= TEXT EXCERPT =
============
The exchange I'm implementing is Australian Tax Office's mobile phone support.

Intents to handle:

- Check the progress of your tax return
- Request your existing tax file number
- Tax return preparation
- Linking myGov to myTax

Phrases to try:

- When do I get my tax return? Tax return progress?
- What is my tax file number? What is my TFN?
- I need help preparing my tax return. How I can do my tax return?
- I need to link myGov to myTax. How can I link myGov account to myTax?

In [23]:
import sounddevice as sd
import soundfile as sf
import time
import numpy as np
import whisper
import ollama
import json
import logging
from transformers import pipeline

In [3]:
#This is function to play audio

def playaudio(file):
    
    # Read the audio file as a NumPy array
    data, fs = sf.read(file, dtype='float32')

    # Play the audio file using sounddevice
    sd.play(data, fs)

    # Wait until the file is done playing
    status = sd.wait()
    
    return data
    
#This is to play the greetings
playaudio('audio/greetings.wav')

array([[0.00039673, 0.00039673],
       [0.00033569, 0.00033569],
       [0.00027466, 0.00027466],
       ...,
       [0.00021362, 0.00018311],
       [0.00021362, 0.00021362],
       [0.00021362, 0.00021362]], dtype=float32)

In [4]:
#This is function to record audio

def record_audio(file, duration):
    # Set the sampling frequency
    fs = 44100
    # Record audio using sounddevice
    data = sd.rec(int(duration * fs), samplerate=fs, channels=2)
    print("Recording started...")
    # Wait until the recording is done
    status = sd.wait()
    print("Recording stopped.")
    # Save the recorded audio to a file using soundfile
    sf.write(file, data, fs)

In [8]:
#This is to record the customer's intent

record_audio('audio/intent.wav', 3)

Recording started...
Recording stopped.


In [27]:
#This is to transcribe the customer's intent.

model = whisper.load_model("base").to('cpu')

intent = model.transcribe('audio/intent.wav')
print(intent['text'])

 What is my text file number?


In [6]:
#These are all the 4 intents I pre-recorded, which can help if you want to test different intents

intent_check = model.transcribe("audio/check_question.wav")
intent_prepare = model.transcribe("audio/prepare_question.wav")
intent_request = model.transcribe("audio/request_question.wav")
intent_link = model.transcribe("audio/link_question.wav")

print(intent_prepare['text'])
print(intent_request['text'])
============
= EXERCISES =
a - In the tax-support notebook, translate this sentence into Spanish: "The exchange I'm implementing is Australian Tax Office's mobile phone support."
b - What sampling frequency does the record_audio function in the tax-support notebook use?
c - Duplicate the part of the tax-support notebook that begins at the words "The exchange I'm" and stops after "Tax return progress?".
============
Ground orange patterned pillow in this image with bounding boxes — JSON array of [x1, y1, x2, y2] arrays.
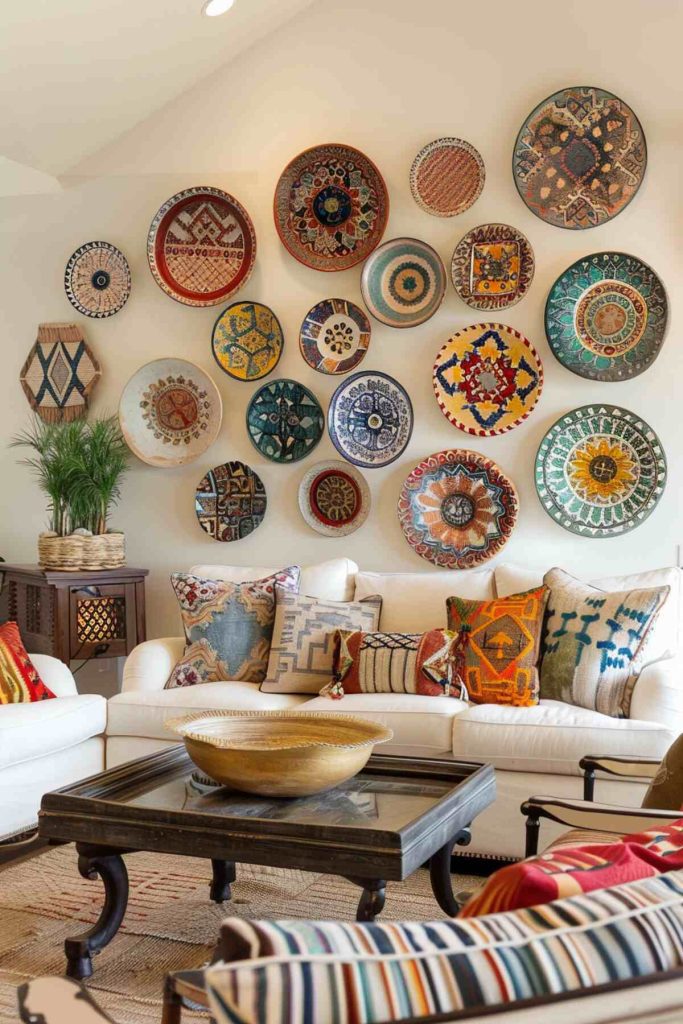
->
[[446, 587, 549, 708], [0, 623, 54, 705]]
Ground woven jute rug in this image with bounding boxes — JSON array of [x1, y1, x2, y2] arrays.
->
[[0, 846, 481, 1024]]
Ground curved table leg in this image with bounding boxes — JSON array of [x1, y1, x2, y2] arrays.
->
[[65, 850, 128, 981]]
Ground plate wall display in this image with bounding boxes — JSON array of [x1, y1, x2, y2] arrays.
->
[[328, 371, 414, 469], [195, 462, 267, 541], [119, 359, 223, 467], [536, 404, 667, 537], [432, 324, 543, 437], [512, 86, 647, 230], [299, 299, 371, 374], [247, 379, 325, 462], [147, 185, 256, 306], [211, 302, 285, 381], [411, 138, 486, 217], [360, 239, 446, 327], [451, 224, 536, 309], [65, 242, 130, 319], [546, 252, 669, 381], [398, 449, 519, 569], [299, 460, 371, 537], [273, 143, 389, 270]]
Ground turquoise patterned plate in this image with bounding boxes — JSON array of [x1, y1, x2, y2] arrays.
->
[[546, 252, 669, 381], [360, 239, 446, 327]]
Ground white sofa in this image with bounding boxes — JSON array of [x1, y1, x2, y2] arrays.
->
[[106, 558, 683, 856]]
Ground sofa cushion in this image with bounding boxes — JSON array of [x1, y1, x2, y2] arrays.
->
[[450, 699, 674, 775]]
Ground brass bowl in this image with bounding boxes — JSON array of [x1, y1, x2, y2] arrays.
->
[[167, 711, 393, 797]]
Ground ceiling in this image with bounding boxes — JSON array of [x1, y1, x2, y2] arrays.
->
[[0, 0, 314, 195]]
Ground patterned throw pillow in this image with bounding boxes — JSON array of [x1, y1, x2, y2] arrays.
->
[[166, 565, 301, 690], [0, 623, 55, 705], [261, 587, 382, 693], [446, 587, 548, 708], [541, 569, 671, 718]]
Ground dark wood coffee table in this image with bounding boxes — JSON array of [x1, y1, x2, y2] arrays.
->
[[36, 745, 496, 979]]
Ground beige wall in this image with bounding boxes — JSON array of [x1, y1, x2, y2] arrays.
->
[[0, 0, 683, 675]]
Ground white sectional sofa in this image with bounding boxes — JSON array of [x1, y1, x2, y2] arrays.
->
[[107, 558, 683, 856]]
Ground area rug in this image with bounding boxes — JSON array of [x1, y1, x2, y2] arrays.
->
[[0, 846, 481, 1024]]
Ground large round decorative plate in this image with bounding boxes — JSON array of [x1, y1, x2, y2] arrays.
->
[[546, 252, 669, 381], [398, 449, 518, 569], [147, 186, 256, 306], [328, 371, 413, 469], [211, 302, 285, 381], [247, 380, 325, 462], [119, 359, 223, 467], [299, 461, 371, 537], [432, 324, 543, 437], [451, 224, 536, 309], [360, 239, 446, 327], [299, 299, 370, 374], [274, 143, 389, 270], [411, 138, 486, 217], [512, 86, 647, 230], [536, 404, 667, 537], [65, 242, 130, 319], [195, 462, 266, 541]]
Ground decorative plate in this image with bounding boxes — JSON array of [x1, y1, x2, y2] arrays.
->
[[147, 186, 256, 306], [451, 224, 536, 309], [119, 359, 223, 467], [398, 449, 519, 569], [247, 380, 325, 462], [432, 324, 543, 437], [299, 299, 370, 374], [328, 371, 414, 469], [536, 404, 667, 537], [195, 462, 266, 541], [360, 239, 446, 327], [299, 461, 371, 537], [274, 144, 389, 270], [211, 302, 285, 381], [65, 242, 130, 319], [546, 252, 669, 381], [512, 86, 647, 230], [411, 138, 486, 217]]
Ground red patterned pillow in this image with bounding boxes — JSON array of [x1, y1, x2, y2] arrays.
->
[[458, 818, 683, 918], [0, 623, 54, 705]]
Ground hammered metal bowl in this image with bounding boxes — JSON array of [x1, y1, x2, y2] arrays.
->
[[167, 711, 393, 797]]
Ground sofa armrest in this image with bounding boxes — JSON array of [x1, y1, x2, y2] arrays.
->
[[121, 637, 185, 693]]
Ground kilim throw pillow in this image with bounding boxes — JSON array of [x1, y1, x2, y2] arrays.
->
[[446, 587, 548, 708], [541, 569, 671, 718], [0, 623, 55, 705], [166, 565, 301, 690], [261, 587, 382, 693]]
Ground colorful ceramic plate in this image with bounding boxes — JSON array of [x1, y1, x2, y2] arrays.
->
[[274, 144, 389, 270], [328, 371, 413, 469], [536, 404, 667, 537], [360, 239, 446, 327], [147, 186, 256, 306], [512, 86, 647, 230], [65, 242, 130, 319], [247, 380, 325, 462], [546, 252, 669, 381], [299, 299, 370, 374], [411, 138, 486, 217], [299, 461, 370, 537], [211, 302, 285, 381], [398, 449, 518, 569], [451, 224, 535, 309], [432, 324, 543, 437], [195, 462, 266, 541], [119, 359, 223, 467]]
============
= WORKED SOLUTIONS =
a - El intercambio que estoy implementando es el soporte telefónico móvil de la Oficina de Impuestos de Australia.

b - 44100

c -
The exchange I'm implementing is Australian Tax Office's mobile phone support.

Intents to handle:

- Check the progress of your tax return
- Request your existing tax file number
- Tax return preparation
- Linking myGov to myTax

Phrases to try:

- When do I get my tax return? Tax return progress?